本文抜粋:

+++

ワガドゥグのアジール「側溝」





47haにあった「近代的」建物以外の建物が取り壊されたワガドゥグの中心街。通称プロジェ・ザカ。ワガドゥグの「近代化」政策の一部である。


数日前、この地域を知人女性と歩いていた。他のNGO関係者と食事をしにいくところだった。彼女はカメラをむき出しで持っていた。ちょっと危ないかな…と思ってはいたが、街の写真を撮りたい、と言うので、放っておいた。


この地域を過ぎ、僕の調査地クワメ・ンクルマ通りへ。そして、そこを越える。ここのところ、ワガドゥグの街は停電が多い。街は暗かった。

←の写真は、半年ほど前、ストリート・チルドレンを調査していた時に撮ったもの。プロジェ・ザカ全体に張り巡らされている。深さは区々だが、深いところで大人一人が立って入れるほどになる。ここは彼らが寝床にしているところだ。

+++

提供記録:
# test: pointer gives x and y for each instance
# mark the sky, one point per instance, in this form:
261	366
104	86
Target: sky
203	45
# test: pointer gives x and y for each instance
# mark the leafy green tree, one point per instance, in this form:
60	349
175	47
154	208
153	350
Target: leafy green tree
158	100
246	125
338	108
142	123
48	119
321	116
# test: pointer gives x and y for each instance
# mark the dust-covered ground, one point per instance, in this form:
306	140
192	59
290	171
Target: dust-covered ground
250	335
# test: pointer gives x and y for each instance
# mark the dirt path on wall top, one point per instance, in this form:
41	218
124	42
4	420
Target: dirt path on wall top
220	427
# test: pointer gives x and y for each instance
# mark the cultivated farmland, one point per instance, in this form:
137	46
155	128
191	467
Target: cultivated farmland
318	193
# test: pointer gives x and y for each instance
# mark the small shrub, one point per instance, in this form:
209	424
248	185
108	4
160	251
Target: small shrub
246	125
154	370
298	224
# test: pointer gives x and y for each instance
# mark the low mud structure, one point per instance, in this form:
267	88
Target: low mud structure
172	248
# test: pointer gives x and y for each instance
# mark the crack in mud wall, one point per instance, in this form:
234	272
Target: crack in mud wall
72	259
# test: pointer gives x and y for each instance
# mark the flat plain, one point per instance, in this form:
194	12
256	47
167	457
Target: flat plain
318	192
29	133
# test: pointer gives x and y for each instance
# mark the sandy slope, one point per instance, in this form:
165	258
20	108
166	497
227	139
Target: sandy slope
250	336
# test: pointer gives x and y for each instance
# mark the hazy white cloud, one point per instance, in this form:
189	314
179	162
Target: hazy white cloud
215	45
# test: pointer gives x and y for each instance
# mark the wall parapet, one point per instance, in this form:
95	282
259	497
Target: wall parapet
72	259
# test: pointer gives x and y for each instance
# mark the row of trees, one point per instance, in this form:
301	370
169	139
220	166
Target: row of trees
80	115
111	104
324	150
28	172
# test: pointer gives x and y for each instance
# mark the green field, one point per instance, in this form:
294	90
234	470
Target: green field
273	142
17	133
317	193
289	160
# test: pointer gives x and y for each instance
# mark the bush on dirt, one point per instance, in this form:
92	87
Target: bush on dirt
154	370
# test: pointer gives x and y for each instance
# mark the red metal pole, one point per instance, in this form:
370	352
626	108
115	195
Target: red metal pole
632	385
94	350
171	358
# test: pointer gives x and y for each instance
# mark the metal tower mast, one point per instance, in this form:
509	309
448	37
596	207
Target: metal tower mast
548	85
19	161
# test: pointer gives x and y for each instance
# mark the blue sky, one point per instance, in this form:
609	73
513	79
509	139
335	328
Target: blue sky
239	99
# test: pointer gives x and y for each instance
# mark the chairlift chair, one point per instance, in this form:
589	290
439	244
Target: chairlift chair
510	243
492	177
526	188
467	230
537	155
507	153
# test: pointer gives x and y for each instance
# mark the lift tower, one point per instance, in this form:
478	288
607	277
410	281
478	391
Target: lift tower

+++

作業指示:
(1) ワガドゥグについての文章で、近代的な建物以外が取り壊された中心街は通称何と呼ばれていますか。
(2) ワガドゥグについての文章のうち、「47haにあった「近代的」建」から「は停電が多い。街は暗かった。」までの全部をそのまま書き写してください。
これらの記録は使わなくてかまいません。

解答:
(1) プロジェ・ザカです。

(2)
47haにあった「近代的」建物以外の建物が取り壊されたワガドゥグの中心街。通称プロジェ・ザカ。ワガドゥグの「近代化」政策の一部である。


数日前、この地域を知人女性と歩いていた。他のNGO関係者と食事をしにいくところだった。彼女はカメラをむき出しで持っていた。ちょっと危ないかな…と思ってはいたが、街の写真を撮りたい、と言うので、放っておいた。


この地域を過ぎ、僕の調査地クワメ・ンクルマ通りへ。そして、そこを越える。ここのところ、ワガドゥグの街は停電が多い。街は暗かった。